GIVEN RECORDS -
|---|

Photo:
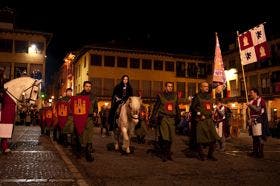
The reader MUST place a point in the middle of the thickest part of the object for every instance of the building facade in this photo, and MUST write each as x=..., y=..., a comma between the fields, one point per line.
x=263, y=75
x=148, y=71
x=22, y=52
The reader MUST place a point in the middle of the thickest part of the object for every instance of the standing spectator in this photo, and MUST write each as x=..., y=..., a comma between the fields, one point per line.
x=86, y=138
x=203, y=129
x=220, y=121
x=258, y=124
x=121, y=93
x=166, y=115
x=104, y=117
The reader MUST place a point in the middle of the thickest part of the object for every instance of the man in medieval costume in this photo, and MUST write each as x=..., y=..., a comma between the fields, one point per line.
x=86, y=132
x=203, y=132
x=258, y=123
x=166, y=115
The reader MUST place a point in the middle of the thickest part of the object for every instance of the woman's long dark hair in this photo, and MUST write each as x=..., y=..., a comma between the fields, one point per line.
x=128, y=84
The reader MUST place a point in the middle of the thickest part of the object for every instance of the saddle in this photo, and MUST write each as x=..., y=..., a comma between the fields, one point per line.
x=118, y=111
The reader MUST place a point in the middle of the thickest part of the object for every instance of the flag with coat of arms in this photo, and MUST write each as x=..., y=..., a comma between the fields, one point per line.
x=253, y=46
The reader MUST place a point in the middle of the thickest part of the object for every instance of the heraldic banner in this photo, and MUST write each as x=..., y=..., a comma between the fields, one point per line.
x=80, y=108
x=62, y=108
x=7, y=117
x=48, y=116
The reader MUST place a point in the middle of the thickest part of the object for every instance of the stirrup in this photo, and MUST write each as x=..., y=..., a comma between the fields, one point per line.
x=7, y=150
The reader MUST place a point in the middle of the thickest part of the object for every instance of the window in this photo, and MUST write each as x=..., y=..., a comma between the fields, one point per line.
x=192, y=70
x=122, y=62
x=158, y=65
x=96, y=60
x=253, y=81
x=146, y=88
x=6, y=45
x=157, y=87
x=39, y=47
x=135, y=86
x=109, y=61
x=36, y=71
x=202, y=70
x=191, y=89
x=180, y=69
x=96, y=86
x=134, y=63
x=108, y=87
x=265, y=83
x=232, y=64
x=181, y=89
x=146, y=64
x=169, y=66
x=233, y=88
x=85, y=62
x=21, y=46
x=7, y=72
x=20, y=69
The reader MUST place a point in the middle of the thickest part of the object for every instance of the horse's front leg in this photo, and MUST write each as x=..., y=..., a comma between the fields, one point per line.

|---|

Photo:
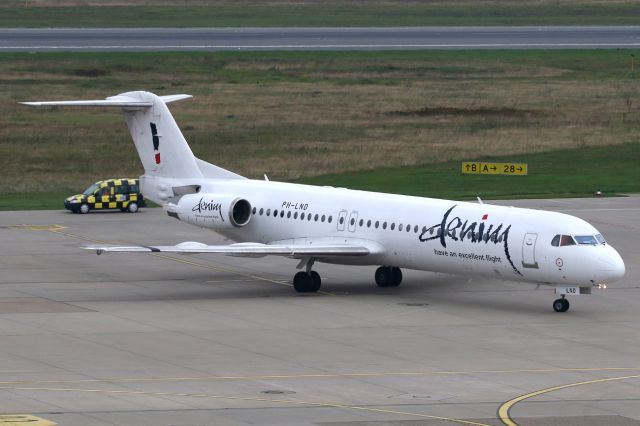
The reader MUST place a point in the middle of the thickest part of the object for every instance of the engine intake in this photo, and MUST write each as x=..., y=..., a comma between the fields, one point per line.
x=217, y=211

|---|

DIRECTIONS FOR THIS TASK - Only the lines above from the one with "of the window" through the one with "of the horse's" should be duplicated, character for character.

RESULT BELOW -
The reader MUST place a point in the middle of the thickest part of the object for every instance of the window in this photo, and MUST write each as x=..., y=..., a comma between the fields, one point per line.
x=192, y=70
x=122, y=62
x=158, y=65
x=96, y=60
x=253, y=81
x=146, y=88
x=6, y=45
x=157, y=87
x=39, y=47
x=135, y=86
x=109, y=61
x=36, y=71
x=202, y=70
x=191, y=89
x=180, y=69
x=96, y=86
x=134, y=63
x=108, y=87
x=265, y=83
x=232, y=64
x=181, y=89
x=146, y=64
x=169, y=66
x=233, y=88
x=85, y=62
x=21, y=46
x=7, y=72
x=20, y=69
The reader MUST place a point in the middle of the thickest part of the object for every instance of the horse's front leg in this photo, and MUST write each as x=..., y=..., a comma between the fields, one point per line.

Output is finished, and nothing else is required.